> **Passage shown**
<<<<

Tuesday, December 1, 2009

Human Footprints

Scientists inform us that we are damaging our planet. They are probably right, but exactly what are they telling us? They say global warming is the result of human activities, but they are unable to back up the assertion. There is no doubt that the ice mass covering Greenland is melting. There is also no doubt that the ice mass at the South  Pole is increasing. The two opposing facts seem to be off setting.

Scientists also say that we are using many of our natural resources faster than they can be replenished. That may be true, but it is hard to document.

Take oil for example. The known reserves under the thin crust of the earth are being reduced. Yet we can still predict that there is an adequate supply for several more centuries. We can also measure recent years of scientific progress focussed on conservation and alternate energy sources. Continued at this rate we may have enough oil to last many more centuries if not forever.

The world wide effort to educate people on the benefits of "going green" by recycling metallic and non-metallic products may or may not be effective in preserving natural resources. The jury is still out. It takes so much energy, for example,  to run machinery to crush and melt aluminum cans for reuse in another form, that the savings may not cover the costs.

We manufacture millions of products made from thermoplastic resins, then eventually we grind up those products, re-melt and mold them into new products for use once more. The grinding takes machinery that uses quite a lot of electrical energy, the re-melting uses natural gas for heating, the molding into new configurations takes more electrical energy, the re-processing requires at least some workman's labor, and in the end the savings may be little to none. Could it be that by re-cycling to save resources - we are fooling ourselves?

Let's return to global warming. Records suggest that the earth goes through cycles of heat and cold. We still don't understand the reasons behind these temperature changes, but many scientific theories have been advanced. They often involve the activity of what we call sun spots. They are used to explain the ever changing gas fed firestorms that occur on the sun. A more recent theory is that human activities on the earth create chemicals and gases that change the nature of the protective layer of the earth's atmosphere. There seems to be no reason to believe this isn't true. At the same time this does not explain the known history of the earth's passage through the ice age. Nor does it explain why several of today's deserts were once under water. It would be wrong, however, to disregard the possibility that increasing human activity could be changing the atmosphere to allow more of the sun rays to penetrate to the earth itself.

>>>>

> **Material provided**

<<<<

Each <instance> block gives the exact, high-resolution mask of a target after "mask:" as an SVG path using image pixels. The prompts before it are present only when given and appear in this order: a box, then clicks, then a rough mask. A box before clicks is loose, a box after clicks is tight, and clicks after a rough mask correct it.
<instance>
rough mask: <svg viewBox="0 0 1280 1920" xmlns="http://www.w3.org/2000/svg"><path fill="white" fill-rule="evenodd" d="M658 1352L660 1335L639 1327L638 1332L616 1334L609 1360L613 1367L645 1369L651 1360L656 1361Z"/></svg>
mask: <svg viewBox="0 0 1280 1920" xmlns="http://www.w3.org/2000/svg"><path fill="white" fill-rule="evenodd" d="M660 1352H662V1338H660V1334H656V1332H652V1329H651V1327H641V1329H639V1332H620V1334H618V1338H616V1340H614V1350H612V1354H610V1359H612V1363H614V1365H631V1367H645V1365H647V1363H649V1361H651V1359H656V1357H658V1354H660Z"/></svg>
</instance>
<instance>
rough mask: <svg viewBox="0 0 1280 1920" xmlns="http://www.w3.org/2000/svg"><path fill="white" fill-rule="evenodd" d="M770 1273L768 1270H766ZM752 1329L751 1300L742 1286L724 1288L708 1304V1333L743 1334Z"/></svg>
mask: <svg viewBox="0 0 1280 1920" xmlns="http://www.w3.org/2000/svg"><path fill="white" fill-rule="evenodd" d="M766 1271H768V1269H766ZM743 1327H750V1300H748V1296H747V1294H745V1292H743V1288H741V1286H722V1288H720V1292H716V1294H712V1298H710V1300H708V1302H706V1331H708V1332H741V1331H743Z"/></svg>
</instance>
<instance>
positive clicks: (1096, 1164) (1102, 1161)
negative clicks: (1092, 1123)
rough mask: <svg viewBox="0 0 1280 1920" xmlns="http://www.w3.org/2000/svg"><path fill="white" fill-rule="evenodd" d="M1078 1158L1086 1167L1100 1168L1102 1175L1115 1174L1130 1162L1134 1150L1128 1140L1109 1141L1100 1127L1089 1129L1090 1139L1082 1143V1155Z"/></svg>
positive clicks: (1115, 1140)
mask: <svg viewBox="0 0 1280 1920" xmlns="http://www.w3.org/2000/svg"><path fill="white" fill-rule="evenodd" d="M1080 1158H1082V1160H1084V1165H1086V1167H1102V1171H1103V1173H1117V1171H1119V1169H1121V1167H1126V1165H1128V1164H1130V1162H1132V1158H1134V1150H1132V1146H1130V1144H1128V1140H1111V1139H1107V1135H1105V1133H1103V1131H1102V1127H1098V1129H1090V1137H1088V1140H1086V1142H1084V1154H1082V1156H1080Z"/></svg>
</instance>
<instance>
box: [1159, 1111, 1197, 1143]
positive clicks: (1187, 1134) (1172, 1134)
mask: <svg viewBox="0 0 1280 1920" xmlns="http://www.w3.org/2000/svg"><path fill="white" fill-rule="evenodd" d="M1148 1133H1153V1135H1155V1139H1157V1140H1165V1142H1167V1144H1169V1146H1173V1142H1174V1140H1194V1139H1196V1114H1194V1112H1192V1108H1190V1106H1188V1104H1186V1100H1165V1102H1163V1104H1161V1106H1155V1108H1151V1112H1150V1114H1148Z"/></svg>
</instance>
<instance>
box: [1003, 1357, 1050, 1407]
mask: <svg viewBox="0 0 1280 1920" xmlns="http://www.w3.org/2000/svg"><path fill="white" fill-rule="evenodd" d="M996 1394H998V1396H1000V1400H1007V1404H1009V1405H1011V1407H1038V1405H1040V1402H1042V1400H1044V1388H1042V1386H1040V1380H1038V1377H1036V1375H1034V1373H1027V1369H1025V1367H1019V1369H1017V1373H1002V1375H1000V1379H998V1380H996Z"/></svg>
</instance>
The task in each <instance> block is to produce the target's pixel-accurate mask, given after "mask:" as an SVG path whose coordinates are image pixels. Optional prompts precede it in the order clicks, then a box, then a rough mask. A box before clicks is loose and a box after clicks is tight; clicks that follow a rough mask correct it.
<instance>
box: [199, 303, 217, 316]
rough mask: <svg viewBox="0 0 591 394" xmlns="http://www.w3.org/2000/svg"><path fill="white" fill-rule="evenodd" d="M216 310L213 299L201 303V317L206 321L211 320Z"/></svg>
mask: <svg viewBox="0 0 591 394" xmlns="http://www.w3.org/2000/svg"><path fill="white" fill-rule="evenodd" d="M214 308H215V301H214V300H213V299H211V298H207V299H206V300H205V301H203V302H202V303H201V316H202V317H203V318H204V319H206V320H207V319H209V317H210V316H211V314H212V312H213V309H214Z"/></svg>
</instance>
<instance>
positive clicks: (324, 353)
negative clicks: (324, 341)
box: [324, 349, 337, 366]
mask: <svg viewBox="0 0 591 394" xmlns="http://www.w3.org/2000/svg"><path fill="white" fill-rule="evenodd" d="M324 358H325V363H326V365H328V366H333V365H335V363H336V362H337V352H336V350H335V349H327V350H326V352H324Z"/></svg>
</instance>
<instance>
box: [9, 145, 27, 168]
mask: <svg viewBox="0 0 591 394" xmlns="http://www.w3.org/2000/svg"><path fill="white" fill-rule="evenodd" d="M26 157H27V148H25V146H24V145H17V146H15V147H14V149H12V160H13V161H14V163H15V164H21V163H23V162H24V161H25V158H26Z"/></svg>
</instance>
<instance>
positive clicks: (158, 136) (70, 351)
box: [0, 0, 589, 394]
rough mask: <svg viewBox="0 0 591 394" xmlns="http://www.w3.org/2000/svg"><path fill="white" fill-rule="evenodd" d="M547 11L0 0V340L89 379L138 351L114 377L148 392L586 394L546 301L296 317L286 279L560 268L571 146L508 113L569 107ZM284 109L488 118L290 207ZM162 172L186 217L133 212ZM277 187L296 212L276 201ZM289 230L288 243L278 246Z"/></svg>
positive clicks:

>>>>

> **What to work on**
From the Human Footprints text above, extract word for word the part that opens with the words containing "Scientists also say that" and closes with "if not forever.".

> **Answer to this exercise**
Scientists also say that we are using many of our natural resources faster than they can be replenished. That may be true, but it is hard to document.

Take oil for example. The known reserves under the thin crust of the earth are being reduced. Yet we can still predict that there is an adequate supply for several more centuries. We can also measure recent years of scientific progress focussed on conservation and alternate energy sources. Continued at this rate we may have enough oil to last many more centuries if not forever.